### [What is expected]
Pick out and copy every line in the records that contains the string "point". Matching is case-sensitive.

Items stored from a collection

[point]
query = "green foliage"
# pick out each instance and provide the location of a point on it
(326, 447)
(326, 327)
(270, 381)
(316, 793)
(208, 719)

### [Result for this task]
[point]
# pick out each instance and provide the location of a point on it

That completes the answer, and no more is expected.